Set tasks:
1: In the retirement readiness article, what share of the full-retirement-age benefit do you get if you begin collecting Social Security at 62?
2: Condense the paragraph of the retirement readiness article that begins "Deciding on the best age" into a short list that keeps its main facts.
3: Update the retirement readiness article starting with "Are you ready" and going on through "benefit by 8%.", with "second act" replaced by "next chapter".

Document text:
========================================================================

9/18/2013 3:30 PM ET|
5 tests of your retirement readiness
There are lots of ways to plan for retirement, but they all (hopefully) lead to the same place -- happy, financially secure golden years. Here's how to know if you'll be ready.
Are you ready to retire? Some people spend years preparing for their second act, while others roll into retirement and take it one day at a time. Often retirees have some idea of what to expect, but are also prepared to live at a more realistic and enjoyable pace than is typically possible in the working world.
Deciding on the best age to begin collecting Social Security benefits is an important part of the retirement planning process. If you start collecting at the earliest possible age of 62, you will receive only 75% of what you would upon reaching full retirement age. But for each year between your full retirement age and age 70 that you delay receiving payments you can increase your benefit by 8%.
Is your relationship ready for retirement? While members of the working world, you and your partner have lived dual lives made up of work and life outside of work. Whatever the proportion of time you dedicated to each other, you have not yet experienced being together 24/7. Once you retire you will be together almost all the time. It can be helpful to communicate ahead of time about this significant change in your lifestyles. Having individual interests and supporting each other in these pursuits can allow for some “me time” to reflect and grow, which will only add to the quality of the relationship when you are together. Don’t expect things to just automatically work out if you have not even considered the real changes retirement life will introduce into your relationship.

========================================================================

Data provided:
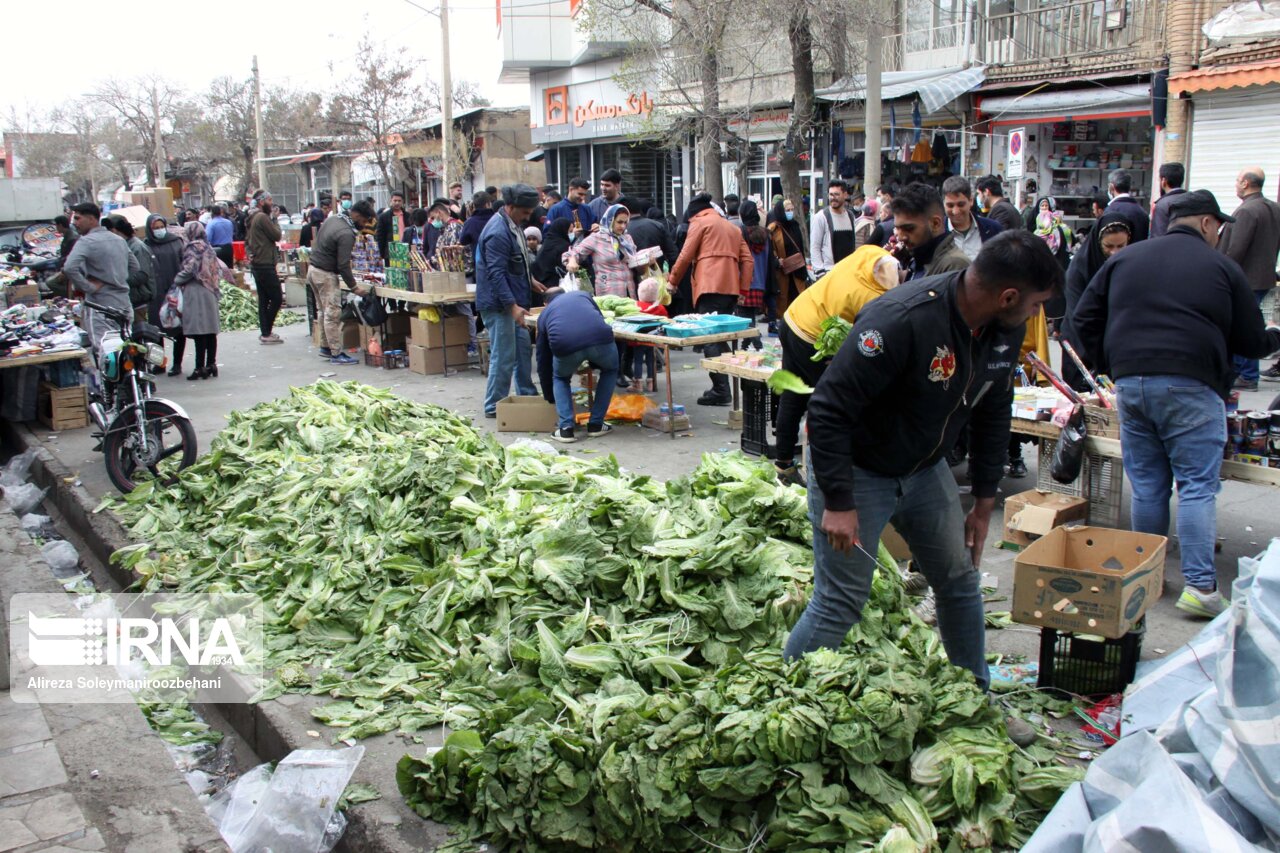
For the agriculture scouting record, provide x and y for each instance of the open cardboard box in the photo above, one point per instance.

========================================================================

Full answers:
1: 75%

2:
- Choosing when to start Social Security is a key part of retirement planning.
- Collecting at 62, the earliest possible age, pays only 75% of the full-retirement-age benefit.
- Each year of delay between full retirement age and 70 raises the benefit by 8%.

3:
Are you ready to retire? Some people spend years preparing for their next chapter, while others roll into retirement and take it one day at a time. Often retirees have some idea of what to expect, but are also prepared to live at a more realistic and enjoyable pace than is typically possible in the working world.
Deciding on the best age to begin collecting Social Security benefits is an important part of the retirement planning process. If you start collecting at the earliest possible age of 62, you will receive only 75% of what you would upon reaching full retirement age. But for each year between your full retirement age and age 70 that you delay receiving payments you can increase your benefit by 8%.